Requirements
Repeat the following lines exactly and nothing else: the line containing "of the mossy" and each line after it through the end of the listing.

Data listing:
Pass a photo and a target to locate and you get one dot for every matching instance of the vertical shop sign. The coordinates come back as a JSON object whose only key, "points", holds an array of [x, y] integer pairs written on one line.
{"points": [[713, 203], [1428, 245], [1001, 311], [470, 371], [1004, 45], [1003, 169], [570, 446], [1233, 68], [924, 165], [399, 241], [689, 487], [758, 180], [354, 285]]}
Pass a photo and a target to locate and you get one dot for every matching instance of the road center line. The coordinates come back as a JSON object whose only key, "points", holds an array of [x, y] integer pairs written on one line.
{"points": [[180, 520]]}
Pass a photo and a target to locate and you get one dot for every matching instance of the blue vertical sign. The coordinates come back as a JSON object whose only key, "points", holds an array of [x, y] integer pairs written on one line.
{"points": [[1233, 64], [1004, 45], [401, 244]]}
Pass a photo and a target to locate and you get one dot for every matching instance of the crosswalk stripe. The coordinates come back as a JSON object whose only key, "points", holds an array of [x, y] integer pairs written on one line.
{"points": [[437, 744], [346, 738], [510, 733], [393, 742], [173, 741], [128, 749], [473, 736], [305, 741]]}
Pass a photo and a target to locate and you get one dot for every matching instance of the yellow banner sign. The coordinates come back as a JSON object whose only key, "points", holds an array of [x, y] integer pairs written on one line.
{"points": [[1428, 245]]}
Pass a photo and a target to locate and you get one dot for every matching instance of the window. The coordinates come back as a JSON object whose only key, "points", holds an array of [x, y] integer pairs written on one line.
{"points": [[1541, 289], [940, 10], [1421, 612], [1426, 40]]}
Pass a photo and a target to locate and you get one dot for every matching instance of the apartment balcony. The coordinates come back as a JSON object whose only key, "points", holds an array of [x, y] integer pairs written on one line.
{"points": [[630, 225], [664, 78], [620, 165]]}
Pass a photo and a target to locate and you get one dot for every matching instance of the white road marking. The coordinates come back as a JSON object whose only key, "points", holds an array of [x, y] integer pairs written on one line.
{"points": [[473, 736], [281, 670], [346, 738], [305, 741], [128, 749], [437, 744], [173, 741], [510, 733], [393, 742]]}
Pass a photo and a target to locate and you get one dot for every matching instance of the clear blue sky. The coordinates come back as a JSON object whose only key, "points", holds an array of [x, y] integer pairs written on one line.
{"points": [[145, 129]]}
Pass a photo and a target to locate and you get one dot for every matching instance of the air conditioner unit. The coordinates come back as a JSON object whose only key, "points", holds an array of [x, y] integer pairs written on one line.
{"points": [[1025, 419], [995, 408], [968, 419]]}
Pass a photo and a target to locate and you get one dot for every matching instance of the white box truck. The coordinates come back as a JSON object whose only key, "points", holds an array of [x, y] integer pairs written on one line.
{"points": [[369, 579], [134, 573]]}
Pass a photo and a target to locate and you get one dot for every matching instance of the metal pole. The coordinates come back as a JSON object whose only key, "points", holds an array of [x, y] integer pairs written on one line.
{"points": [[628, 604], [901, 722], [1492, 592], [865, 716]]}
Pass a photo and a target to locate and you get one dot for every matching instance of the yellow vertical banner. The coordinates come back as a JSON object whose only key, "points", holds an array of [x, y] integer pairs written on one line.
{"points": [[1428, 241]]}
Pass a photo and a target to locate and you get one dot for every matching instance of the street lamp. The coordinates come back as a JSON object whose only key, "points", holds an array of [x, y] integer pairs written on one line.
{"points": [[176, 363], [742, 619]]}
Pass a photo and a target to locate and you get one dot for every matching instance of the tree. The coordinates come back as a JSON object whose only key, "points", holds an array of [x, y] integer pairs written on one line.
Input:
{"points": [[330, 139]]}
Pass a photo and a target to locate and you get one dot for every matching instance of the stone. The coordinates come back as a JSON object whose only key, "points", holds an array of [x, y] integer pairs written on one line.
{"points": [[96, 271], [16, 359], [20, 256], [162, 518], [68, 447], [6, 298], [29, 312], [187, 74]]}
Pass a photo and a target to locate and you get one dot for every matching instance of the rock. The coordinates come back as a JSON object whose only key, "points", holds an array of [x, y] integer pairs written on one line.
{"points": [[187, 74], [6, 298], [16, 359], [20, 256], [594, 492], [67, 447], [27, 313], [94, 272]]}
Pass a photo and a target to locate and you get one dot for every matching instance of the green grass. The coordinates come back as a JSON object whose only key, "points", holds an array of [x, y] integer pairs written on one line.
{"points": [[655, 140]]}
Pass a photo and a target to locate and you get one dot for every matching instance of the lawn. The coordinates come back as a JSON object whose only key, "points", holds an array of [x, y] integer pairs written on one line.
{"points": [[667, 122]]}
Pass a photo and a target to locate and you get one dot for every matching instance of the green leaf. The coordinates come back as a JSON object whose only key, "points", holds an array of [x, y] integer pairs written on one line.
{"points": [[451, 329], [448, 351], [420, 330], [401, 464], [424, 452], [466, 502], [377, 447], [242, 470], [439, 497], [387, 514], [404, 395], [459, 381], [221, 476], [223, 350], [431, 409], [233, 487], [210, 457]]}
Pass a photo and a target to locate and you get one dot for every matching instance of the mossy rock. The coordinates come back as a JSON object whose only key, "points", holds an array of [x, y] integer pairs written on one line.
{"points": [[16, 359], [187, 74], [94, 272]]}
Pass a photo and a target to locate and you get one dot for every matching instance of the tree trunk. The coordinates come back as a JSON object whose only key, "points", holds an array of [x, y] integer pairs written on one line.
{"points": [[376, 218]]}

Written solution
Pass a photo and a target to locate and you get one dot for every matching instance of the mossy rock. The coordinates come back as a JSON object whose only key, "points", holds an array of [x, y] integer pairs written on one line.
{"points": [[16, 359], [187, 74], [94, 272]]}
Pass a photo and a target to locate and you get one dot for every matching instance of the tree trunk. The coordinates come back as a JSON object whose only key, "points", holds an array of [x, y] integer pairs written on one line.
{"points": [[376, 218]]}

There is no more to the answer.